CONSIGNES:
**A.** Modifiez le passage du texte sur le procès de la ‘Ndrangheta qui commence par « Le plus grand » et se poursuit jusqu'à « sont reconnus coupables. » : remplacez « prévenus » par « inculpés », puis donnez le passage ainsi modifié.
**B.** Prolongez, s'il vous plaît, le texte sur la ‘Ndrangheta à partir de sa dernière phrase.

TEXTE FOURNI:
-*-*-
Le plus grand procès antimafia mené depuis les années 1980 (à l’époque, le procès de Palerme de 1986 avait considérablement affaibli Cosa Nostra en Sicile) diligenté contre la ‘Ndrangheta va se tenir à partir de janvier en Italie. Un juge a mis en examen 444 personnes suspectées d’être des « initiés » (les « affranchis ») ou des « associés » (qui ne sont pas membres de la mafia; ils sont désignés dans le langage de la ‘Ndrangheta de « contrasti honorati ») de la ‘Ndrangheta. Les chefs d’inculpation sont tentatives de meurtres, extorsions, blanchiment d’argent sale et trafic de drogues.

La première audience débutera le 13 janvier pour 355 accusés. 89 autres prévenus acceptant une comparution accélérée, seront jugés à partir du 27 janvier. Cette dernière procédure permet d’alléger les condamnations si les prévenus sont reconnus coupables.
L’affaire avait débuté en 2019 quand les forces de sécurité avaient mené la plus grande opération policière de l’histoire italienne récente arrêtant 334 personnes, dont des élus, des avocats, des greffiers, des comptables, des fonctionnaires, etc. Alors que les procès des années 1980 contre Cosa Nostra visaient les principaux chefs de clans et les « affranchis », cette fois ce sont en grande partie les « associés » et, en particulier ceux qui se livrent à la criminalité en col blanc, qui sont ciblés.
L’objectif de la justice italienne est de tenter de diminuer l’infiltration de la société civile par la mafia en punissant lourdement ses « associés ». Pour pouvoir accueillir ce procès monstre dans des conditions de sécurité correctes, un tribunal spécial a été édifié dans la ville de Lamezia Terme en Calabre.

La ‘Ndrangheta dite « mafia calabraise » profitant d’une relative discrétion, car aucun repenti de haut niveau n’est venu se présenter à la justice, est progressivement devenue la mafia la plus importante d’Italie(1). Selon le FBI, elle est même l’une des cinq Organisations criminelles transnationales (OCT) les plus puissantes au monde, voire la numéro un(2). Selon INTERPOL, il y a longtemps que cette mafia a étendu son influence sur l’ensemble de l’Italie puis en Europe (avec une prédilection pour l’Allemagne, la Belgique et l’Espagne), au Maroc puis en Turquie, en Irak, en Thaïlande, en Australie et enfin sur le continent américain. Son chiffre d’affaires est estimé à environ 50/60 milliards d’euros par an.

La ‘Ndrangheta a abandonné l’industrie de l’enlèvement dans les années 1980 car jugée comme une activité présentant un mauvais rapport coût/efficacité. Elle se livre à tous les autres trafics avec une prédilection pour ceux de drogues, des êtres humains (elle aurait « investi » le marché libyen), des déchets toxiques (plus d’une trentaine de navires chargés de déchets radioactifs auraient été coulés au large de l’Italie). Présente depuis longtemps dans le domaine de la santé et des prêts usuraires, elle espère tirer d’immenses profits de la crise provoquée par la Covid-19.
-*-*-
DONNÉES ENREGISTRÉES:
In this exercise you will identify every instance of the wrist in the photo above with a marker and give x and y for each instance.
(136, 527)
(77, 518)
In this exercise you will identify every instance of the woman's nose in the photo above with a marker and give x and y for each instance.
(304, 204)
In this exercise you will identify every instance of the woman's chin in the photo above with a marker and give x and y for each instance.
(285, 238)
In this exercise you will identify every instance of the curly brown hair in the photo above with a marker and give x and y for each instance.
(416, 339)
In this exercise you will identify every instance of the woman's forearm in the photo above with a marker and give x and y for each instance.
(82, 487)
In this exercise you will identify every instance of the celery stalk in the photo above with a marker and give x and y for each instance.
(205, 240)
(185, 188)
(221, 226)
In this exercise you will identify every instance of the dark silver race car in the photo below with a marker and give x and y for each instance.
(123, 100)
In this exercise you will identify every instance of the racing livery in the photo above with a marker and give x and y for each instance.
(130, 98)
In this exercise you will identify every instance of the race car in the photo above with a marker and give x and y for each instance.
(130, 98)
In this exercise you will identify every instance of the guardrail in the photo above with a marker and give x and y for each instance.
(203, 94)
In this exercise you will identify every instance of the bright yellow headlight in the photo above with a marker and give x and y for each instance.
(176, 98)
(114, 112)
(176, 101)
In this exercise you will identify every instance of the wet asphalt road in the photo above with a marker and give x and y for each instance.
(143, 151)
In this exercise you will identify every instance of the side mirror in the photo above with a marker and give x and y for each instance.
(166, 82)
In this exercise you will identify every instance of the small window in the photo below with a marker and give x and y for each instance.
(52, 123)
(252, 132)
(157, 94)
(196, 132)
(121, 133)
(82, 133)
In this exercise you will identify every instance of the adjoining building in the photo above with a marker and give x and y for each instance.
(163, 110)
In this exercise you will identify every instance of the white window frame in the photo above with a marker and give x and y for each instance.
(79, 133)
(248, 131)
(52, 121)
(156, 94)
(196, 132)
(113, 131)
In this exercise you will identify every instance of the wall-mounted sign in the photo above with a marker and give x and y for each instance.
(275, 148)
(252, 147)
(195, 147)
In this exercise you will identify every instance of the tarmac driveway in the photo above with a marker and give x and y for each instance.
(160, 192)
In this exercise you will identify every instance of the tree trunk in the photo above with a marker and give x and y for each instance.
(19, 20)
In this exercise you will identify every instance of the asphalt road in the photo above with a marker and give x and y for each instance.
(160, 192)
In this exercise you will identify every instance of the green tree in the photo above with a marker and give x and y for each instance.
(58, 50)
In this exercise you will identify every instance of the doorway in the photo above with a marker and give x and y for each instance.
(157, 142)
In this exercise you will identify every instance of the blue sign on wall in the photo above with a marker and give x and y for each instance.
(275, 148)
-*-*-
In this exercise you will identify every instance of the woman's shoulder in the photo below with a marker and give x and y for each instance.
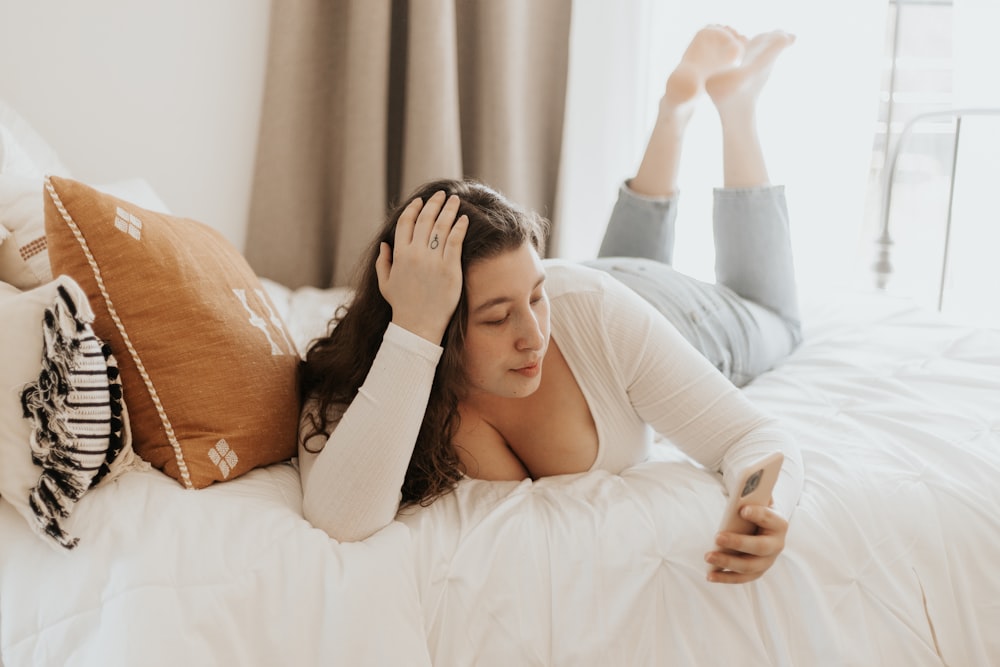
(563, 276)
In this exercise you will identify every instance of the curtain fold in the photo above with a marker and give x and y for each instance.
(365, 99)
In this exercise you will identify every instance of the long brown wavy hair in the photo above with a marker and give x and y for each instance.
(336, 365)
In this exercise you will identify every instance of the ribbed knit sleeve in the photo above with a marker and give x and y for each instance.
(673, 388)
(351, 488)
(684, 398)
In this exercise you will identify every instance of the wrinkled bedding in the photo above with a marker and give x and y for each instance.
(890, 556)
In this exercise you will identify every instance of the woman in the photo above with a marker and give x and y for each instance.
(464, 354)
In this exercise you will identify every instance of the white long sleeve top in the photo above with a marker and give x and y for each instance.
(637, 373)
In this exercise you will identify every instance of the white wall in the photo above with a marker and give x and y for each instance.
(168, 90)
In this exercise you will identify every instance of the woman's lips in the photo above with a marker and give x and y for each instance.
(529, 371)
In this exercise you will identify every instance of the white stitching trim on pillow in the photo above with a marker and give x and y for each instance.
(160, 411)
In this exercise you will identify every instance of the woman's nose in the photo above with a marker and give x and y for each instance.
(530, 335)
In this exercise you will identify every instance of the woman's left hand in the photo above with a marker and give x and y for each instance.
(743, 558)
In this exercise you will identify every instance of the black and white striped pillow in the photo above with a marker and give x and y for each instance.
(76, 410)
-*-*-
RÉPONSES:
**A.**
Le plus grand procès antimafia mené depuis les années 1980 (à l’époque, le procès de Palerme de 1986 avait considérablement affaibli Cosa Nostra en Sicile) diligenté contre la ‘Ndrangheta va se tenir à partir de janvier en Italie. Un juge a mis en examen 444 personnes suspectées d’être des « initiés » (les « affranchis ») ou des « associés » (qui ne sont pas membres de la mafia; ils sont désignés dans le langage de la ‘Ndrangheta de « contrasti honorati ») de la ‘Ndrangheta. Les chefs d’inculpation sont tentatives de meurtres, extorsions, blanchiment d’argent sale et trafic de drogues.

La première audience débutera le 13 janvier pour 355 accusés. 89 autres inculpés acceptant une comparution accélérée, seront jugés à partir du 27 janvier. Cette dernière procédure permet d’alléger les condamnations si les inculpés sont reconnus coupables.

**B.**
La majorité des entreprises situées en Calabre dépend plus ou moins directement de la ‘Ndrangheta, les autres ayant dû depuis longtemps plier bagage, car le « pizzo » (l’ « impôt » mafieux) exigé était trop important. Pour blanchir les sommes colossales qui proviennent de ses activités criminelles, cette mafia a infiltré l’économie légale en Europe et en particulier celle ayant trait à l’immobilier.

Elle est organisée en  » ‘ndrine » ou « cosche » autour de familles très hiérarchisées et traditionalistes qui seraient regroupées en quelques 166 « Locali » (clans). Depuis la fin des années 1990, afin de tenter de mettre un terme aux guerres internes incessantes, un organisme de coordination a été créé sous la forme de la « Coupole » de Cosa Nostra : la « Provincia » ou « Crimine » présidée par un « Capo Crimine » élu chaque année. Cet organisme n’a pas de puissance hiérarchique verticale, mais est une sorte de tribunal de paix dont le but est d’apaiser les tensions pour que les « affaires » puissent se poursuivre sereinement.

1. Il y en a quatre autres : la Camorra napolitaine, Cosa Nostra sicilienne, la Sacra Corona Unita des Pouilles et la Stidda également sicilienne.
2. Les autres sont le Cartel de Jalisco Nouvelle Génération (CJNG) mexicain qui a détrôné le cartel de Sinaloa au sein du « top five ». Ce dernier comprend aussi les yakusas japonais de Yamaguchi Gumi, la mafia moscovite Solnseskaya Bratva (actuellement en recherche de chef, elle pourrait être rétrogradée dans l’avenir) et la Camorra napolitaine.